Problems and tasks >>
a – Update the passage about Your Community Fund from "Your Community Fund awarded" up to and including "presented by Covid-19.", replacing "grants" with "awards".
b – In the passage about Your Community Fund, list the qualities that the teams of young people deployed in their digital submissions.

====== Text for analysis

When the country entered lockdown in March, the immediate closure of schools threw the completion of our curriculum-based programme for 2019/20 into jeopardy. Our commitment to #generationchange, our school communities, and the third sector called for an innovative solution.
The Wood Foundation devised, developed, and delivered Your Community Fund. This was a time-limited adaptation to YPI which would provide young people, who could not complete their scheduled programme of activity due to Covid-19, the continued opportunity to advocate on behalf of the issues they care most strongly about and directly support their local communities.
The idea for Your Community Fund originated before we, as a society and organisation, knew what lockdown would be like; what the impact on communities would be; and how home learning would be delivered.
Your Community Fund awarded 50 grants of £4000 to organisations the length and breadth of Scotland. Digital submissions from teams of young people who deployed creativity, teamwork, commitment, and innovation were a credit to their schools, a credit to the third sector organisations they were representing, and a credit to themselves. This experience further demonstrated what we know so well through YPI that when given the opportunity, the responsibility, and the platform to make a difference, young people rise to the challenge.
There have been key learnings from this process that we believe are important to reflect upon. This learning has also informed the adaptations we have made to our YPI programme in 2020/21 to reflect the ongoing challenge presented by Covid-19.

============
====== Entries shown

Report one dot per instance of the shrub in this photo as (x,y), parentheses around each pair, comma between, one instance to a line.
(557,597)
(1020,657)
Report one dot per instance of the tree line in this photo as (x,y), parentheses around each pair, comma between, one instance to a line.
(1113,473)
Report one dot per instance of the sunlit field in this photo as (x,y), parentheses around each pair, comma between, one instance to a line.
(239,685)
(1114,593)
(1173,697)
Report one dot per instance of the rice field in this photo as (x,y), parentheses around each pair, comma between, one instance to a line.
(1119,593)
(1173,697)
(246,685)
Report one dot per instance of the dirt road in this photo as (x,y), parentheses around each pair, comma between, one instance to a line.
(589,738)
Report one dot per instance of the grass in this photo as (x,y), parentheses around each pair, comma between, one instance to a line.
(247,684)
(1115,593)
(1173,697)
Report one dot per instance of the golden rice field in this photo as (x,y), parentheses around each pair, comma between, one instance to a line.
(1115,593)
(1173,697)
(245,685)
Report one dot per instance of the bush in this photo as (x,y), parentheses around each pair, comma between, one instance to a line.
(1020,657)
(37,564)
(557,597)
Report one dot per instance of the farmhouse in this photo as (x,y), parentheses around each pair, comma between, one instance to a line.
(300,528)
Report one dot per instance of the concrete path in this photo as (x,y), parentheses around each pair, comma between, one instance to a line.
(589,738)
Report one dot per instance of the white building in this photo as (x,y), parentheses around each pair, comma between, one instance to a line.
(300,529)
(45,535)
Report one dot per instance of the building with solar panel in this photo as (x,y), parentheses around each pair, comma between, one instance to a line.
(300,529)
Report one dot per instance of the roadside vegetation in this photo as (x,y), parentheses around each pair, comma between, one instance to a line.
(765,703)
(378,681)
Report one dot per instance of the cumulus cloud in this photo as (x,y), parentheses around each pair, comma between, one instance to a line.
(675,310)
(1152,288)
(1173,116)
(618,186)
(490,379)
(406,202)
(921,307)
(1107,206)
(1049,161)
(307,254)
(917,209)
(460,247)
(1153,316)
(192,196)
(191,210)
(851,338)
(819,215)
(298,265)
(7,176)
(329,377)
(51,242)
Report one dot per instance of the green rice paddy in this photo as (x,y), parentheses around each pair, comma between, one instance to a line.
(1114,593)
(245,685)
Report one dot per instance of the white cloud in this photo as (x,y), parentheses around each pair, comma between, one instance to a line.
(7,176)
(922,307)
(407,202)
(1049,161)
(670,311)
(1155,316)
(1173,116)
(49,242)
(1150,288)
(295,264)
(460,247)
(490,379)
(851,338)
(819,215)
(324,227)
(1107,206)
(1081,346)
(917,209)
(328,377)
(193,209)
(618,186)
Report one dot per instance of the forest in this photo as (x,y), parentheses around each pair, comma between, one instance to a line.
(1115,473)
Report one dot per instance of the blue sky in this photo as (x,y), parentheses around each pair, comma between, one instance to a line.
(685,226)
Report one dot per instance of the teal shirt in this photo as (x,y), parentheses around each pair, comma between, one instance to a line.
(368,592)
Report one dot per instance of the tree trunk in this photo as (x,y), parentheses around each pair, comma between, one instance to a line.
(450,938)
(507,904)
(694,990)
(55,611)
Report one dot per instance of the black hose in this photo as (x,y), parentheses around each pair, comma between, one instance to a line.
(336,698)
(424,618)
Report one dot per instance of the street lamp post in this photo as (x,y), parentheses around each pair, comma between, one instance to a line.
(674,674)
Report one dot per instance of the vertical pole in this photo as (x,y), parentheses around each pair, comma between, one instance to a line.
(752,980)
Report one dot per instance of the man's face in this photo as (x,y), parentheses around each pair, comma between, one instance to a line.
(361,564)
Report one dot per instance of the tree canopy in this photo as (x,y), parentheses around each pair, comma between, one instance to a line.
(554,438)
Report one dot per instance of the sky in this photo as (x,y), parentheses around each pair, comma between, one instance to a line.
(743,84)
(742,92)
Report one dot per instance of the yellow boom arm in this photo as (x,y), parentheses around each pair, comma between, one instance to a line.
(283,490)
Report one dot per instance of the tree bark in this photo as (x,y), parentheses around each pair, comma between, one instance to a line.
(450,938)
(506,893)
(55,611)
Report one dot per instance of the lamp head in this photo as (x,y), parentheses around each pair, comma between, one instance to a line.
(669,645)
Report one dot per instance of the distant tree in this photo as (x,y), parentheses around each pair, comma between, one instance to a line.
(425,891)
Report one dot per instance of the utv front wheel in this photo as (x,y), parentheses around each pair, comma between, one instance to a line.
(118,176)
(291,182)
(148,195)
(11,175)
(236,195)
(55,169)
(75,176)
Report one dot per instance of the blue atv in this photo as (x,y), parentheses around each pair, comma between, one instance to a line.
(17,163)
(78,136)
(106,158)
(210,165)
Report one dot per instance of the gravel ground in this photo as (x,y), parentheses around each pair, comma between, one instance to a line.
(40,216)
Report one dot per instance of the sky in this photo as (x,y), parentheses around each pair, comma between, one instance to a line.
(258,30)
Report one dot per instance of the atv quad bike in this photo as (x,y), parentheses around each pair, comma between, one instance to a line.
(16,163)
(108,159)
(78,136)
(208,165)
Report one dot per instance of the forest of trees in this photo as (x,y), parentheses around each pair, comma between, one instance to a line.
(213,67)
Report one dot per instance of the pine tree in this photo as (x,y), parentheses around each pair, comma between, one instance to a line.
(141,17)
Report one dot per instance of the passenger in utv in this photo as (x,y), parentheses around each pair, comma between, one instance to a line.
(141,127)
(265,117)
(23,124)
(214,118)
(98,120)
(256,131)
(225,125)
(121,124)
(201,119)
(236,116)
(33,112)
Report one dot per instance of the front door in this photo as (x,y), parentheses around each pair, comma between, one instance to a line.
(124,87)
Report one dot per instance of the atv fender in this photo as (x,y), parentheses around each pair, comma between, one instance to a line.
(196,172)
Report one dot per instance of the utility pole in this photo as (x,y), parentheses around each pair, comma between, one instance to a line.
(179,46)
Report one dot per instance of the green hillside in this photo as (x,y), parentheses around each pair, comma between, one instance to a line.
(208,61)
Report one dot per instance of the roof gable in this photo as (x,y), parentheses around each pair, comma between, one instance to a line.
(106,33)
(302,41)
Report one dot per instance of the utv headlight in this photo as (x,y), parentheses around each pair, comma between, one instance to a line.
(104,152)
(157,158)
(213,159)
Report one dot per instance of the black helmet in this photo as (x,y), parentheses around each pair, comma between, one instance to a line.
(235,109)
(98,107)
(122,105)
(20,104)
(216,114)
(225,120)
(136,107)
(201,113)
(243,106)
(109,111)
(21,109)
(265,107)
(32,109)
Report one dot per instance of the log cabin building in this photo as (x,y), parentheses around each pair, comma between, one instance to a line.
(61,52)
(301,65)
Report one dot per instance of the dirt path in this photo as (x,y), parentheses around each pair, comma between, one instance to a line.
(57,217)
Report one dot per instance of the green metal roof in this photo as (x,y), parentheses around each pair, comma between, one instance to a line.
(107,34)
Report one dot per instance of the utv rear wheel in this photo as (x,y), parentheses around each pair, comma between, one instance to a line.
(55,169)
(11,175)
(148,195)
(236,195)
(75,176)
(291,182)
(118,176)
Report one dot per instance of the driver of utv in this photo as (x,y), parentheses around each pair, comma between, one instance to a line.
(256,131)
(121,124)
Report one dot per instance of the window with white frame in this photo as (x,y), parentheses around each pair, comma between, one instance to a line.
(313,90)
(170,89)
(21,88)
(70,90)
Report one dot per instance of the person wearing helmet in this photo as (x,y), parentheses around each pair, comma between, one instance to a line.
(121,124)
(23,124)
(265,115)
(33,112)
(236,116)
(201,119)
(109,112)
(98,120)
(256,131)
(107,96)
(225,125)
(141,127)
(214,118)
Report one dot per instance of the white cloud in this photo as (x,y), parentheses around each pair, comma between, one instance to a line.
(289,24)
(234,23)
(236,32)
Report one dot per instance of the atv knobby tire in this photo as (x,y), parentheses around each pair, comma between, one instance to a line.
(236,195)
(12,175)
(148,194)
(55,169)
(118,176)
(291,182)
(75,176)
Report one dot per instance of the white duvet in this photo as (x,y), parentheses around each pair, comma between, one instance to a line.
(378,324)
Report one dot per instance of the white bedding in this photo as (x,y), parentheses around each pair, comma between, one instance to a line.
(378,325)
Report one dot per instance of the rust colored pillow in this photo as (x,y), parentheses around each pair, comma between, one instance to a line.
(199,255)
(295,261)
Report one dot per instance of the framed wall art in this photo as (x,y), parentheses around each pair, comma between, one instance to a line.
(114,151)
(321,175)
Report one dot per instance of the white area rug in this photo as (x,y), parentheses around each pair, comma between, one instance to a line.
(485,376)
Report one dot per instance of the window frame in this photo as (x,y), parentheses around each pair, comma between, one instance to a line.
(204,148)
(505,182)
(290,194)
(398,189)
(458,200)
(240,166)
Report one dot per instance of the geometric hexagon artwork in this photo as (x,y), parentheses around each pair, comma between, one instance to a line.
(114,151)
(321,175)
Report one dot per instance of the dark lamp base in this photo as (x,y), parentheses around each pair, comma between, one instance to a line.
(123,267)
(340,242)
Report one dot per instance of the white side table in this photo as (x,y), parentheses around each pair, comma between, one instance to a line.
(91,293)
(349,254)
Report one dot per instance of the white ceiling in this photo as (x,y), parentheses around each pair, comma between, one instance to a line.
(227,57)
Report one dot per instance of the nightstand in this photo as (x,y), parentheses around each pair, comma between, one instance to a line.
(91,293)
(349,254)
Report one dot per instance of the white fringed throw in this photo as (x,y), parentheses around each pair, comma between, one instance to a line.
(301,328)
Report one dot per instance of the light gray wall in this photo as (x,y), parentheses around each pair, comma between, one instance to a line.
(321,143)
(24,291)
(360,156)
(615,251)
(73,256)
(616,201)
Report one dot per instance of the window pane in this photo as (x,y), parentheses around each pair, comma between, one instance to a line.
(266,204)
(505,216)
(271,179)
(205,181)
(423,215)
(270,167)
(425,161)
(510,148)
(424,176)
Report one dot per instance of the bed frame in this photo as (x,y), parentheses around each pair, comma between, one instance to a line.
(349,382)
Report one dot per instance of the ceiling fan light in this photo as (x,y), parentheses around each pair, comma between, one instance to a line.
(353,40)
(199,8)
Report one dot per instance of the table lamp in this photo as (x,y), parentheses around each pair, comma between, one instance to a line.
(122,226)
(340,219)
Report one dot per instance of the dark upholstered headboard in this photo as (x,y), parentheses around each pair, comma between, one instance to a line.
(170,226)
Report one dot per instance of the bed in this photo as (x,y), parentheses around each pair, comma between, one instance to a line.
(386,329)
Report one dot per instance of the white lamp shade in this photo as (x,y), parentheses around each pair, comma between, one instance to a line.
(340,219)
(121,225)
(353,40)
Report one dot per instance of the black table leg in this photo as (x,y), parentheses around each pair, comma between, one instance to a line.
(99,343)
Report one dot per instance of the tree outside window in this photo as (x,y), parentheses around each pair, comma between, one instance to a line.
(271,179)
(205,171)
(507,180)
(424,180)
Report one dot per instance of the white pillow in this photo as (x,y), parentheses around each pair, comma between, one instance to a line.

============

Expected outputs >>
a –
Your Community Fund awarded 50 awards of £4000 to organisations the length and breadth of Scotland. Digital submissions from teams of young people who deployed creativity, teamwork, commitment, and innovation were a credit to their schools, a credit to the third sector organisations they were representing, and a credit to themselves. This experience further demonstrated what we know so well through YPI that when given the opportunity, the responsibility, and the platform to make a difference, young people rise to the challenge.
There have been key learnings from this process that we believe are important to reflect upon. This learning has also informed the adaptations we have made to our YPI programme in 2020/21 to reflect the ongoing challenge presented by Covid-19.

b – creativity, teamwork, commitment, innovation